-------- Extracted text
This is the 'fall-back' state from which the buck converter will be restarted once it has been started successfully and has been shut down due to a fault condition (e.g. input under/over voltage or over temperature condition)
After RESET
, the state machine waits for all fault flags to be cleared and the ENABLE
and GO
bits to be set.
Once the buck converter has been cleared the state machine will execute the startup procedure starting with the Power On Delay. This is just a simple delay during which the converter will remain inactive but the fault handler will observe the values generated by the ADC for occurring fault conditions.
After the Power-On delay has expired, input and output voltage will be measured. In case the converter output is pre-biased (voltage = non-zero), the power controller will be 'pre-charged' with an artificial control history and PWM output to softly ramp up the output voltage from its most recent level.
Now the digital feedback loop and PWM are enabled and the closed loop system reference value is incremented with every execution of the state machine (100 µsec interval). The control loop has been adjusted to operate with a cross-over frequency of >10 kHz matching the maximum perturbation frequency allowed to keep the control system stable.
----------------
-------- Entries
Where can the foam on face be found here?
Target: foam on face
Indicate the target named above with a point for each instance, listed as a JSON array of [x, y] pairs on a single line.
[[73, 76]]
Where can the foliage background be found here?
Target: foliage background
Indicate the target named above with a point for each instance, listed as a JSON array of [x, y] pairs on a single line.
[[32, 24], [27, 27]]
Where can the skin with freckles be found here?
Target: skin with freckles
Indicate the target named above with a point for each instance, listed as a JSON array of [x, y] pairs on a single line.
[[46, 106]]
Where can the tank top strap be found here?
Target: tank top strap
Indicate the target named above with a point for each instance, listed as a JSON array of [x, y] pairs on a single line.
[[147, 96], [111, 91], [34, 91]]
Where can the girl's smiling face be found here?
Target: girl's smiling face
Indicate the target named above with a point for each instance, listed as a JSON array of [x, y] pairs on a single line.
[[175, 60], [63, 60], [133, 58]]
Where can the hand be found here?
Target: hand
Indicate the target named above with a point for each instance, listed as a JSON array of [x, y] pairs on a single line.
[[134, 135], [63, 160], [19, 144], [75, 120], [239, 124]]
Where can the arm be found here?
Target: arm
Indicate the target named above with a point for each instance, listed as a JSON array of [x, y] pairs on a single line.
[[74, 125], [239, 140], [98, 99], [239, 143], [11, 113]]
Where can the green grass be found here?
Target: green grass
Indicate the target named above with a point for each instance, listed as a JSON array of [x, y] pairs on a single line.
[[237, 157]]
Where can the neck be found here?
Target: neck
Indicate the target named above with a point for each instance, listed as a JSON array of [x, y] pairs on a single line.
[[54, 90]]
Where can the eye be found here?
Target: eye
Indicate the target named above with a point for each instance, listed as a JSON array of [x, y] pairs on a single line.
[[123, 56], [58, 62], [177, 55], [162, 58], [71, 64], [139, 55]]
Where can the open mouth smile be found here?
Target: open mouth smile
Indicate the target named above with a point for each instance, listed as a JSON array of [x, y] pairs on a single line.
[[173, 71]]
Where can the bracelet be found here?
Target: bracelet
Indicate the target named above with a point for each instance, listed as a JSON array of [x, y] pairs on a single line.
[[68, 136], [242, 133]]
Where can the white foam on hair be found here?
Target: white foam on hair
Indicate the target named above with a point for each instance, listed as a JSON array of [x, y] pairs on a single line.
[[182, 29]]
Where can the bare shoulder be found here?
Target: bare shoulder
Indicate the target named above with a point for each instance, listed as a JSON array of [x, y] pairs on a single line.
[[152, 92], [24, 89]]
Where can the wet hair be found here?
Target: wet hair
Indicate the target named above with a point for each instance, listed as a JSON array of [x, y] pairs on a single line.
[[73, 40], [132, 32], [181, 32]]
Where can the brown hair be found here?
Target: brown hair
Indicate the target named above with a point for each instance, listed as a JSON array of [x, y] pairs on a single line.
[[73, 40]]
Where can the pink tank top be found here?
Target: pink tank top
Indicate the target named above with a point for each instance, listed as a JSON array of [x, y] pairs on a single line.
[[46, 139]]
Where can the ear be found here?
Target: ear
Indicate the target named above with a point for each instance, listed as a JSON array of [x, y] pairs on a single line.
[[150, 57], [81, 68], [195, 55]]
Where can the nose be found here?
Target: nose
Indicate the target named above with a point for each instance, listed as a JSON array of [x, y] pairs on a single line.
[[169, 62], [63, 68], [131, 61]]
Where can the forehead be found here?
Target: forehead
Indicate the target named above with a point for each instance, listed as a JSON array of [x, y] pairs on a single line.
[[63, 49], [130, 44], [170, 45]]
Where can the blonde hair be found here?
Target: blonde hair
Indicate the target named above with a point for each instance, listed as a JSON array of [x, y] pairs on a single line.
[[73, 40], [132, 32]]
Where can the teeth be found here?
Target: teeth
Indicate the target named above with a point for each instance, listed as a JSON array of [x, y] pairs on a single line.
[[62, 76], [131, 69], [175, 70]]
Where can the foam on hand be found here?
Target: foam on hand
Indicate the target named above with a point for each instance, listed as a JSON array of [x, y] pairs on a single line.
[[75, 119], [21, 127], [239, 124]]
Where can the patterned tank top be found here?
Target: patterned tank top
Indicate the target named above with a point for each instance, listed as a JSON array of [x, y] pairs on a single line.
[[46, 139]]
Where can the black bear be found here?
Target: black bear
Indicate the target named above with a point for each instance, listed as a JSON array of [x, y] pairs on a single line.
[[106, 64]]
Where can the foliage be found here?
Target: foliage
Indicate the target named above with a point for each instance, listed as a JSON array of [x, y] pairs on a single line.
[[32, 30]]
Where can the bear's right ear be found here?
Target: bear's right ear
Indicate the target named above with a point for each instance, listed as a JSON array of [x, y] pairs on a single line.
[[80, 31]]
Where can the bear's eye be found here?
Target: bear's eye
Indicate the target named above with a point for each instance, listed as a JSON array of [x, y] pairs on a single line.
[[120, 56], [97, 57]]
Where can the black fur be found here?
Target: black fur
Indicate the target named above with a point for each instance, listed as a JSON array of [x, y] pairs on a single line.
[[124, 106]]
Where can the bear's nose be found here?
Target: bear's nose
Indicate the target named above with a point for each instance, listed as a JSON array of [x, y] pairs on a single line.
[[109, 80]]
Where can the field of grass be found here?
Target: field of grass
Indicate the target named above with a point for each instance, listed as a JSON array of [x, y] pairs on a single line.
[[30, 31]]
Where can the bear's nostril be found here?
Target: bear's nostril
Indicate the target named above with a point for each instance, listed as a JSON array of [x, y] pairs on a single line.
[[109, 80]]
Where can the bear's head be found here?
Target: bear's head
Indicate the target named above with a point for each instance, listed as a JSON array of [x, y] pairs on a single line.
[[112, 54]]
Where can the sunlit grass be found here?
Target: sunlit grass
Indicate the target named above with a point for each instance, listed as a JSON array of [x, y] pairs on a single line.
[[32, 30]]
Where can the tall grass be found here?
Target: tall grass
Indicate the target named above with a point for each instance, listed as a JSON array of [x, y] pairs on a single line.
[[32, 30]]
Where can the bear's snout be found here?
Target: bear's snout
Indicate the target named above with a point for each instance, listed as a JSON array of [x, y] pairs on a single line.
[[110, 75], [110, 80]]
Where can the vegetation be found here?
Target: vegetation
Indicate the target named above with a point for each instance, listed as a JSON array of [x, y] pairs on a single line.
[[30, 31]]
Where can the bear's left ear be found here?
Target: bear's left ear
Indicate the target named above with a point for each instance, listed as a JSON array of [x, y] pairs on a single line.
----------------
Complete the following:
1: Rewrite the paragraph of the buck converter startup text that begins "After the Power-On delay has expired" as a short bulleted list, keeping its main facts.
2: Go on with the buck converter startup text past its last sentence, keeping the same technical voice.

Results of the exercise:
1:
- When the Power-On delay expires, the input and output voltages are measured.
- If the output is pre-biased (non-zero voltage), the power controller is pre-charged with an artificial control history and PWM output.
- This lets the output voltage ramp up softly from its most recent level.

2:
After the reference voltage has been increased to the pre-defined nominal level, the state machine switches over into the Power Good Delay period. This is another, simple delay where the control loop is in steady state waiting for the delay period to expire.
After the Power Good Delay has expired, the converter drops into nominal operation. In this condition it continuously observes the reference value for changes. Should any other part of the firmware change the controller reference, the state machine will softly tune into the new level instead of hard-switching the reference.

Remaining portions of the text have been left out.